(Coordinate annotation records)
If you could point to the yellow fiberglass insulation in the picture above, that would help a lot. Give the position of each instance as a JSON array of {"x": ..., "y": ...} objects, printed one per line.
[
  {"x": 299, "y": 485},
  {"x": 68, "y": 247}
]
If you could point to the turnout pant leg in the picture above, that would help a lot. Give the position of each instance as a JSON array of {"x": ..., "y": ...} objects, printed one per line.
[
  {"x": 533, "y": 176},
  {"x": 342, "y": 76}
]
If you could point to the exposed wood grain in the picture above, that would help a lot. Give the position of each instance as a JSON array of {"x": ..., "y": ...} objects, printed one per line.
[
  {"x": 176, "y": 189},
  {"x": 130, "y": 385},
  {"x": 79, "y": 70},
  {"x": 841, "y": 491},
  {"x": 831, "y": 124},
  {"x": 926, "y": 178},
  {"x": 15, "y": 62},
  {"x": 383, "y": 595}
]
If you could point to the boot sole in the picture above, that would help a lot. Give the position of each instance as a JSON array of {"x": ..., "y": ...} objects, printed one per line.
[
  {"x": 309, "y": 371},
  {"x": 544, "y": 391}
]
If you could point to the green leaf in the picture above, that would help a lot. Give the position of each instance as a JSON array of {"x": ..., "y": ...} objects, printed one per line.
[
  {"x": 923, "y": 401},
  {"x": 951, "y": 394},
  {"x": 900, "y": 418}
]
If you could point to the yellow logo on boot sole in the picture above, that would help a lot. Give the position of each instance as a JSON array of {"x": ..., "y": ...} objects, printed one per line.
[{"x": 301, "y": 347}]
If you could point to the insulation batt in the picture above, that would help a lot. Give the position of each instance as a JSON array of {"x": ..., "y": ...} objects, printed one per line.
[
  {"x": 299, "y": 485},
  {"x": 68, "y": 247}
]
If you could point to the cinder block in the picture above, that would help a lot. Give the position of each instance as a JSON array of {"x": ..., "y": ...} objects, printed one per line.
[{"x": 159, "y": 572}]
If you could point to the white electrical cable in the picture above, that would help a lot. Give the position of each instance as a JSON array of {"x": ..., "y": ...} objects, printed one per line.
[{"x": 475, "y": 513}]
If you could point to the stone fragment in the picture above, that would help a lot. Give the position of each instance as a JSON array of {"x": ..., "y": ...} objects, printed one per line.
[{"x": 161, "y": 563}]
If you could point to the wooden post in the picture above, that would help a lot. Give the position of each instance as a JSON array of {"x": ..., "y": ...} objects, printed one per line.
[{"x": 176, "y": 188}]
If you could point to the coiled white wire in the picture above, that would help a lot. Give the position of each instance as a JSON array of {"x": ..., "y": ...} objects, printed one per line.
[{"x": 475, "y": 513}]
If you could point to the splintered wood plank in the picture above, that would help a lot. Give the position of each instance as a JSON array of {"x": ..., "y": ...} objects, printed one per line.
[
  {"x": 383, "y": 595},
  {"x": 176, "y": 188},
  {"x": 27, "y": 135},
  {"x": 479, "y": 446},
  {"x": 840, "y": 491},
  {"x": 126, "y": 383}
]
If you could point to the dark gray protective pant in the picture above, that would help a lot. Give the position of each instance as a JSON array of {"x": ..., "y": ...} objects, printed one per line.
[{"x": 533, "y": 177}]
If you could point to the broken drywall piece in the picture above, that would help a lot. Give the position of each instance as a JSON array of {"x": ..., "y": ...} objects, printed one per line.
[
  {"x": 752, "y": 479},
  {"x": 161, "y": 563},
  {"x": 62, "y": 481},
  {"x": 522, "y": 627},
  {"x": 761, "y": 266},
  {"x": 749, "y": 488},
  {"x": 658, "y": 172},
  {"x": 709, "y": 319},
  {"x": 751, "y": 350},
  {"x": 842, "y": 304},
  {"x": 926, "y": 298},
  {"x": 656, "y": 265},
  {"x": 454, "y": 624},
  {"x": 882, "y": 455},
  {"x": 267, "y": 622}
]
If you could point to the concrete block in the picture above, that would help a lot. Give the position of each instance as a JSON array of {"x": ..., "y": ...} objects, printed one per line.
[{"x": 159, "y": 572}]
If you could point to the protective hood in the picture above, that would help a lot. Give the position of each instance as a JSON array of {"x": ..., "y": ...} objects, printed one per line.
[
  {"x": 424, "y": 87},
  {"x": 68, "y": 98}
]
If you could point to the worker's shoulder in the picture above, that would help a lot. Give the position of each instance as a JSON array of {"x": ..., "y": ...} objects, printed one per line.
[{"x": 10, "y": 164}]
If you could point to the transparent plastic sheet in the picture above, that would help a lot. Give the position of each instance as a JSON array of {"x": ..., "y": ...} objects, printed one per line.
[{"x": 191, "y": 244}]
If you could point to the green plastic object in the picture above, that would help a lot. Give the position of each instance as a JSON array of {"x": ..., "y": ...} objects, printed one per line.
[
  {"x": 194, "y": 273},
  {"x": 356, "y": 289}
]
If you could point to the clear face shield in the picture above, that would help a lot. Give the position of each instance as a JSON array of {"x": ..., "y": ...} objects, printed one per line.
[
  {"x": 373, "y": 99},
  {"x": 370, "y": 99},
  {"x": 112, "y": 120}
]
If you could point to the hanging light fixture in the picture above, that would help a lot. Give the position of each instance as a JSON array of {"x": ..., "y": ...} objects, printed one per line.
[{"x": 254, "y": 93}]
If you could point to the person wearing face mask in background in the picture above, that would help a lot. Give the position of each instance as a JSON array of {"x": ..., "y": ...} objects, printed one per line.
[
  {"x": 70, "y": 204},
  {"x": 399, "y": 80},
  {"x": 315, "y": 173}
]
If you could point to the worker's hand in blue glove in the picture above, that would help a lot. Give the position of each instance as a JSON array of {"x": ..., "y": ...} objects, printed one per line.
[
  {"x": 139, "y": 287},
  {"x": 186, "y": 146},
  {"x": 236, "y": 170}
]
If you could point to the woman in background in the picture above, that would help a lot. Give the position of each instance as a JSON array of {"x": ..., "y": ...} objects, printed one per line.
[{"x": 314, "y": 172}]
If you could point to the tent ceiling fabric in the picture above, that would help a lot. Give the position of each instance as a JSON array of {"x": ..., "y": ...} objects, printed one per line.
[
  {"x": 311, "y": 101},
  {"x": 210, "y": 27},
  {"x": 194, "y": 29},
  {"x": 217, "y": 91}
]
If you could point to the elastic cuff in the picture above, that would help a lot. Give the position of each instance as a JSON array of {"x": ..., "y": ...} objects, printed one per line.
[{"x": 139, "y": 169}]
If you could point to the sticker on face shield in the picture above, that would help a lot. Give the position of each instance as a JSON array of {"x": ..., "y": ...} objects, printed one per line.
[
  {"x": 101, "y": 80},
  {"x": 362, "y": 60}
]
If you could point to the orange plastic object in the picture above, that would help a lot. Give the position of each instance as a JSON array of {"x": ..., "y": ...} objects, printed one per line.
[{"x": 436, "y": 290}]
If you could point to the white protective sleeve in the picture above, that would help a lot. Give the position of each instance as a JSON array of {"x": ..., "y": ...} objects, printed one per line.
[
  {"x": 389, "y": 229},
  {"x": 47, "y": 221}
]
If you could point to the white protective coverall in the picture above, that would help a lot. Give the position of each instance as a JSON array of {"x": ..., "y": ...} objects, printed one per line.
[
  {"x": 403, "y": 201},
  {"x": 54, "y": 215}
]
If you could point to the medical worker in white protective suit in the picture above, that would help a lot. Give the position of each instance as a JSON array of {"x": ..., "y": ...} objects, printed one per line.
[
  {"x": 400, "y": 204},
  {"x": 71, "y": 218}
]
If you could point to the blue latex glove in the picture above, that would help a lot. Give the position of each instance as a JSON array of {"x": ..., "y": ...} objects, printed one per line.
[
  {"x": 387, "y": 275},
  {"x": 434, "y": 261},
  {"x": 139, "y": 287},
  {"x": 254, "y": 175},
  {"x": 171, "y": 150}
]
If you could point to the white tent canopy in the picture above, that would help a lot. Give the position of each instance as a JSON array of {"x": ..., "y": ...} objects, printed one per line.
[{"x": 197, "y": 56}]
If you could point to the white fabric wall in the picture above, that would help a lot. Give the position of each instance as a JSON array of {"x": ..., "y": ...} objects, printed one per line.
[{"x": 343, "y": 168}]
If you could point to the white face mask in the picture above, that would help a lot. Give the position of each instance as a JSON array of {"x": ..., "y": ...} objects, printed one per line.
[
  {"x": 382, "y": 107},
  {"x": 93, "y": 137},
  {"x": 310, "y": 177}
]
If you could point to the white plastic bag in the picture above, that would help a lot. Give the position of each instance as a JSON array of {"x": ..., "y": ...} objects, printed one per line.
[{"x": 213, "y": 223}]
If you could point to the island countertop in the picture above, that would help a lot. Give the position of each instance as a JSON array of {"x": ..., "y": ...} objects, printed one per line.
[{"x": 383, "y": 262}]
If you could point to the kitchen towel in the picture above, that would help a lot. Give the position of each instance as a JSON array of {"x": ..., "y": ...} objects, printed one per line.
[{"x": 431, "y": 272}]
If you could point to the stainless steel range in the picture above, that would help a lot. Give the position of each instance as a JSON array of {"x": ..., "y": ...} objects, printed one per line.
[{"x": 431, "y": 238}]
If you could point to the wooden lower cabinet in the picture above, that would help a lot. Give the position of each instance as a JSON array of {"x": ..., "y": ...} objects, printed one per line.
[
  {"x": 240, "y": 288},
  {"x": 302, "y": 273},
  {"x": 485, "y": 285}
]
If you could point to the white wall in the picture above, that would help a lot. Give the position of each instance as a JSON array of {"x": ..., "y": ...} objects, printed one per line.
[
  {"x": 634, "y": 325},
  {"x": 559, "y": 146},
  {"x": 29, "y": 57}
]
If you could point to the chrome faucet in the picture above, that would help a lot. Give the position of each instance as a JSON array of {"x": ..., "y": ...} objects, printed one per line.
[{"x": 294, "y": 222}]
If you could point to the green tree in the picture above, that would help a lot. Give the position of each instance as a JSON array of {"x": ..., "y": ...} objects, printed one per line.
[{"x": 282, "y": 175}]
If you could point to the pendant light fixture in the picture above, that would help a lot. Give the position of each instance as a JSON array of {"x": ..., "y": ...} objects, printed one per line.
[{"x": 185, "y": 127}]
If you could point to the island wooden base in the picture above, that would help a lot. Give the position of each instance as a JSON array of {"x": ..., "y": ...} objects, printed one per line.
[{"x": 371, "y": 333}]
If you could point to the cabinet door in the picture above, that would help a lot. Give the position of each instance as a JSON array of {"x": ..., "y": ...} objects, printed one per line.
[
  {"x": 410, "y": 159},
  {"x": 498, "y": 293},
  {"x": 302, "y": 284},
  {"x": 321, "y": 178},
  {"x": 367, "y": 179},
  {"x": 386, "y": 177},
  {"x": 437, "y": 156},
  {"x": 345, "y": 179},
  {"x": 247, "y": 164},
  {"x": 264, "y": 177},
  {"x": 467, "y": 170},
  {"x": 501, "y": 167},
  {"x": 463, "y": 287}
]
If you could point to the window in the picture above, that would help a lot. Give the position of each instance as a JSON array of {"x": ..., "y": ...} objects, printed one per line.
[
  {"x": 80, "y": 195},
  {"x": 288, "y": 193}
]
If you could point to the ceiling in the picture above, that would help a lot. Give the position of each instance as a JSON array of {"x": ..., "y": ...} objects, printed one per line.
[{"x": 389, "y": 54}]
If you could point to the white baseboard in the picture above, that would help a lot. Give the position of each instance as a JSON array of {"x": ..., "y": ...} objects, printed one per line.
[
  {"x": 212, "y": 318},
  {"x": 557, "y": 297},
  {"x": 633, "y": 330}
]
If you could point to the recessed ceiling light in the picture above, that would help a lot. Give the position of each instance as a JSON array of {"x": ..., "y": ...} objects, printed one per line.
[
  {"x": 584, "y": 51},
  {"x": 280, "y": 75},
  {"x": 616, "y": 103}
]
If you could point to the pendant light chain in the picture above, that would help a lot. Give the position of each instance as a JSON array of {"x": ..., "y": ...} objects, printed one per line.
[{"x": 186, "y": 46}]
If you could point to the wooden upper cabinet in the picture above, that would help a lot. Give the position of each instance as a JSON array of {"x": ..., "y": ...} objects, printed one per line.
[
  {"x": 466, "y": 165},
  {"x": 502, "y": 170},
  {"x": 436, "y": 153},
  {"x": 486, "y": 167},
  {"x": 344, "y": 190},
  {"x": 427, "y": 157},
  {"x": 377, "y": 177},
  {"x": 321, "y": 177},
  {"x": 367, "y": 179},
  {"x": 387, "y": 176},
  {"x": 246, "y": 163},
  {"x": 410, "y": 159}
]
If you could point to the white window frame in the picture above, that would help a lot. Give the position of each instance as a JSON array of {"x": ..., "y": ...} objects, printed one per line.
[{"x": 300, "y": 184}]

**GOAL OF THE EXERCISE:** From the line containing "If you could point to the wooden upper" down to the last line, reproduce the records exactly. Include both ends.

**RESPONSE TO THE EXERCISE:**
If you could point to the wooden upper cabinet in the picture above, that would help a lot. Give the position of each instance as a JSON array of {"x": ..., "y": ...} objects, printed one per line.
[
  {"x": 466, "y": 165},
  {"x": 502, "y": 170},
  {"x": 436, "y": 153},
  {"x": 486, "y": 167},
  {"x": 344, "y": 190},
  {"x": 427, "y": 157},
  {"x": 377, "y": 177},
  {"x": 321, "y": 177},
  {"x": 367, "y": 179},
  {"x": 387, "y": 176},
  {"x": 246, "y": 163},
  {"x": 410, "y": 159}
]
If you could point to the white window frame in the picture above, that would help a lot. Give the position of each instance as a JSON array of {"x": ..., "y": ...} objects, printed one per line.
[{"x": 300, "y": 184}]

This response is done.